REQUIREMENT: Before anything else, copy every record below exactly as it stands.

(Beginning of RECORDED DATA)

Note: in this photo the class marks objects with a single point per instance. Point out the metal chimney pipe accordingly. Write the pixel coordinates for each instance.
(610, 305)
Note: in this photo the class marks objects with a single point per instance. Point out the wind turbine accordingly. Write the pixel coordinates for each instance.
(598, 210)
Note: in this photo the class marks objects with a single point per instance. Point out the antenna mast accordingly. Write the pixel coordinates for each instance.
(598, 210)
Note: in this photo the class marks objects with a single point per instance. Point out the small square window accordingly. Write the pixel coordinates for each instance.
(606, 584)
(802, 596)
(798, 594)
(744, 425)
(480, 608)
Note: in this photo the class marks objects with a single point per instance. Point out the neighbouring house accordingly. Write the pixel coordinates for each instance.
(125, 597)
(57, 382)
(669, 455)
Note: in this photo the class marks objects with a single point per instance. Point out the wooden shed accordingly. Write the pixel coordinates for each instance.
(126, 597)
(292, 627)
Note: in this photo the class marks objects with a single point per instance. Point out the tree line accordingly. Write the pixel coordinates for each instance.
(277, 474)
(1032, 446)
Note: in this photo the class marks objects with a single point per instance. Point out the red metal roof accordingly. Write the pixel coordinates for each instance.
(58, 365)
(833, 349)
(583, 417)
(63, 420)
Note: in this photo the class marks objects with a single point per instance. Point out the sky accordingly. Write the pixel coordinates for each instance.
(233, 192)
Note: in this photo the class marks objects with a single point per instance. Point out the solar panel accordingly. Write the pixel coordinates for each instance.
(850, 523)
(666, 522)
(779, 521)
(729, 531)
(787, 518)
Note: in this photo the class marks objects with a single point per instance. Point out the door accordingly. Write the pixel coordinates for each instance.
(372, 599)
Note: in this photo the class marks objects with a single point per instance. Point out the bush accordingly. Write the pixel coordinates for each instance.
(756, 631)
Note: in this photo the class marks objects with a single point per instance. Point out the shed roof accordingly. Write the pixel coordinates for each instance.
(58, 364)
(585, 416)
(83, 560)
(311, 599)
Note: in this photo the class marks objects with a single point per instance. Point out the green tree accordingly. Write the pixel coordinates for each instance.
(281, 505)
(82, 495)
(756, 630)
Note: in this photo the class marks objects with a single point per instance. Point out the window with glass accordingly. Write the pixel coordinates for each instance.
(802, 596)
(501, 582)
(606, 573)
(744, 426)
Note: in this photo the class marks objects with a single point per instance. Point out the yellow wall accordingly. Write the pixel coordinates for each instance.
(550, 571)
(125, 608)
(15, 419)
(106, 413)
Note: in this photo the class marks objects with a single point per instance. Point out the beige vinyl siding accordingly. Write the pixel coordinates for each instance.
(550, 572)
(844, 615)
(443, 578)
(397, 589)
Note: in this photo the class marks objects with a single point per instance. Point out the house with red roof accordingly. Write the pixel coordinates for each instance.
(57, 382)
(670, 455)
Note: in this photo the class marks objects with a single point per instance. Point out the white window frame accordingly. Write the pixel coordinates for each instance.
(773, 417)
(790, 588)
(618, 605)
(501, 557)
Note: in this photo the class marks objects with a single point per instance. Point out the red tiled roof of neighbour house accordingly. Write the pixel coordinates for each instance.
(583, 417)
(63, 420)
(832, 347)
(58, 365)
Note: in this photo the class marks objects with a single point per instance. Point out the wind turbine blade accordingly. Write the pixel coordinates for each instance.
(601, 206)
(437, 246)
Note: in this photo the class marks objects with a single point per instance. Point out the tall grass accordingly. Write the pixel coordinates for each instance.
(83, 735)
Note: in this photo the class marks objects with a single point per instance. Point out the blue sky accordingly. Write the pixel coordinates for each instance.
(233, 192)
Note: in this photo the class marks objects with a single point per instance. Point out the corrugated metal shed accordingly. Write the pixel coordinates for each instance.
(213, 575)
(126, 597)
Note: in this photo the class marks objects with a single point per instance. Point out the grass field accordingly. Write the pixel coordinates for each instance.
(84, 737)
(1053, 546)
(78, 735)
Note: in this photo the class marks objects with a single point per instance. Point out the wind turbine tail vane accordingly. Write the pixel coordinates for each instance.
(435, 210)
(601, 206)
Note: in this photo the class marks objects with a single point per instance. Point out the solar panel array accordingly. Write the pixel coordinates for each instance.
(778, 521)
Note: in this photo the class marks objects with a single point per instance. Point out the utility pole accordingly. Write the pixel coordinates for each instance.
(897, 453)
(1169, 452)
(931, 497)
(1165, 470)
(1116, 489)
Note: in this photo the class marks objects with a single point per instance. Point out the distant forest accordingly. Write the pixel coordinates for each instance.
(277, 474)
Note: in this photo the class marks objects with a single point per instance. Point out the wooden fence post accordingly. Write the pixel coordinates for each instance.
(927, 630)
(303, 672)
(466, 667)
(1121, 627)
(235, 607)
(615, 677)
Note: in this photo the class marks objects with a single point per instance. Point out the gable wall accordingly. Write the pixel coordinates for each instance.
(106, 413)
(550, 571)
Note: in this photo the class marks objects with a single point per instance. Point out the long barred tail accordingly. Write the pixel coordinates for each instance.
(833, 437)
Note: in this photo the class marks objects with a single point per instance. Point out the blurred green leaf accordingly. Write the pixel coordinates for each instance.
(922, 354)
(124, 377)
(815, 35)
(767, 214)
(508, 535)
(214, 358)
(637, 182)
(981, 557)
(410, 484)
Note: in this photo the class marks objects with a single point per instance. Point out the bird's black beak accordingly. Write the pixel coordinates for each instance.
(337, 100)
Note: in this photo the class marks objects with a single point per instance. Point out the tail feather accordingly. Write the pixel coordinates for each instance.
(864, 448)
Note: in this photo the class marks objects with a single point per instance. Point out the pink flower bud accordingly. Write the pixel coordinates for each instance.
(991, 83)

(End of RECORDED DATA)

RESULT OF THIS TASK:
Note: in this photo the class marks objects with a single point per instance. Point out the metal chimney pipe accordingly. Write the pixel coordinates for each instance.
(610, 305)
Note: in this photo the class marks objects with a single point per instance. Point out the wind turbine accordingly. Write the pixel coordinates for each instance.
(598, 210)
Note: in this photo the class marks objects with a single point per instance. Point out the antenna mast accordingly. Write the pixel coordinates for each instance.
(598, 210)
Note: in this photo the class marks objects with a single point per instance. Point out the small square window accordingly. Write the pixel coordinates for each instance.
(606, 584)
(802, 596)
(798, 594)
(744, 425)
(480, 608)
Note: in this photo the class marks objects with a single point per instance. Point out the neighbouring house accordingly. Write the pixel coordinates for each instance.
(125, 597)
(57, 382)
(669, 455)
Note: in this photo the class marks objects with a single point per instance. Point out the wooden shed accordingly. Write the pixel coordinates for each instance.
(126, 597)
(292, 627)
Note: in this photo the class marks objects with a single point per instance. Point out the tree line accordingly. Write the pixel coordinates for each instance.
(277, 474)
(1032, 446)
Note: in this photo the class marks objects with a single point per instance. Point out the red metal roof accordingly. Write the pixel coordinates for each instance.
(58, 365)
(833, 349)
(583, 417)
(63, 420)
Note: in this photo the class marks objects with a single point per instance. Point out the sky accordingly. Write the pixel coordinates for each instance.
(233, 192)
Note: in this photo the class marks objects with a single point per instance. Point out the solar panel accordingly. Write the pixel coordinates for each instance.
(850, 523)
(666, 522)
(779, 521)
(729, 531)
(787, 518)
Note: in this photo the class marks objects with a single point per instance. Point out the door accordingly. Write the pixel coordinates for each instance.
(372, 599)
Note: in this photo the class marks objects with a single point per instance. Point out the bush accordingly. Write the pixel coordinates for each instance.
(756, 631)
Note: in this photo the class marks objects with a single point per instance. Point out the shed roof accordingly. Write the pixel coordinates for each instance.
(58, 364)
(585, 416)
(83, 560)
(311, 599)
Note: in this photo the class marks objects with a single point per instance. Point out the green tree accordingly. Write the pixel coordinates for each instance.
(281, 505)
(82, 495)
(756, 630)
Note: in this photo the class marks objects with a single point per instance. Point out the window with glass accordingly. Write the pixel coordinates for each instance.
(802, 596)
(501, 582)
(606, 573)
(744, 426)
Note: in this photo the class marks objects with a single point per instance. Point out the yellow wall accordingly. Write the pixel coordinates for each instance.
(550, 571)
(125, 608)
(15, 419)
(106, 413)
Note: in this photo the class marks objects with a single point per instance. Point out the beige vinyl siding accordingly. Write the pixel coordinates for each instance.
(550, 572)
(844, 615)
(443, 578)
(397, 589)
Note: in this photo the class marks objects with a single point per instance. Point out the house with red roof accordingly. Write the pixel coordinates for each instance.
(57, 382)
(670, 455)
Note: in this photo the class marks objects with a single point per instance. Point out the white window frame accordingly. Write the pixel coordinates for each instance.
(773, 417)
(790, 588)
(618, 605)
(501, 557)
Note: in this photo the class marks objects with a single point per instance. Point out the red tiled roof of neighbour house accordingly. Write the pixel coordinates for each instance.
(583, 417)
(63, 420)
(832, 347)
(58, 365)
Note: in this photo the class marks objects with a single point per instance. Point out the wind turbine blade accordingly. Write the pixel coordinates for each instance.
(601, 206)
(437, 246)
Note: in this photo the class marks objects with a single point per instance. Point out the tall grass accordingly. Write the pixel coordinates for each instance.
(83, 735)
Note: in this photo the class marks objects with a single point per instance. Point out the blue sky accordingly. Write the pixel coordinates for each instance.
(233, 192)
Note: in this photo the class marks objects with a single point per instance. Point out the corrugated metal shed accordingly. Write the pixel coordinates for each instance.
(213, 575)
(126, 597)
Note: in this photo the class marks objects with a single point per instance. Point out the grass field accordingly. Write the pixel coordinates for each instance.
(84, 737)
(1053, 546)
(78, 735)
Note: in this photo the class marks objects with a single point per instance. Point out the wind turbine tail vane accordingly. Write the pixel coordinates for each instance.
(435, 210)
(601, 206)
Note: in this photo the class marks objects with a single point per instance. Point out the solar panel array accordingly. Write the pixel coordinates for each instance.
(778, 521)
Note: in this photo the class marks objects with a single point per instance. Point out the utility pole accordingly. Write the pixel coordinates for each instance.
(897, 453)
(1169, 452)
(931, 497)
(1165, 470)
(1116, 489)
Note: in this photo the class marks objects with a single point per instance. Point out the distant forest accordingly. Write the pixel coordinates for each instance.
(277, 474)
Note: in this photo the class marks objects with a single point per instance. Point out the wooden fence post accordingly. Write the pixel coordinates for each instance.
(927, 630)
(303, 672)
(466, 667)
(1121, 627)
(235, 607)
(615, 677)
Note: in this photo the class marks objects with a single point per instance. Point out the gable wall accordingly. Write the pixel coordinates for each instance.
(106, 413)
(550, 571)
Note: in this photo the class marks objects with a single point per instance. Point out the long barred tail accordingly. Write the pixel coordinates for each instance.
(833, 437)
Note: in this photo the class marks objects with a single point per instance. Point out the blurred green leaf accordingly. Write the pixel coordinates for each instance.
(922, 354)
(124, 377)
(815, 35)
(767, 214)
(508, 535)
(214, 358)
(637, 182)
(981, 557)
(410, 484)
Note: in this photo the class marks objects with a single point per instance. Point out the bird's black beak accordingly. Write the pixel coordinates for each instance.
(337, 100)
Note: in this photo the class marks objects with a single point per instance. Point out the tail feather accordingly. Write the pixel coordinates for each instance.
(864, 448)
Note: in this photo the class marks objects with a single point per instance. Point out the pink flower bud accordingly. Write the pixel coordinates for each instance.
(991, 83)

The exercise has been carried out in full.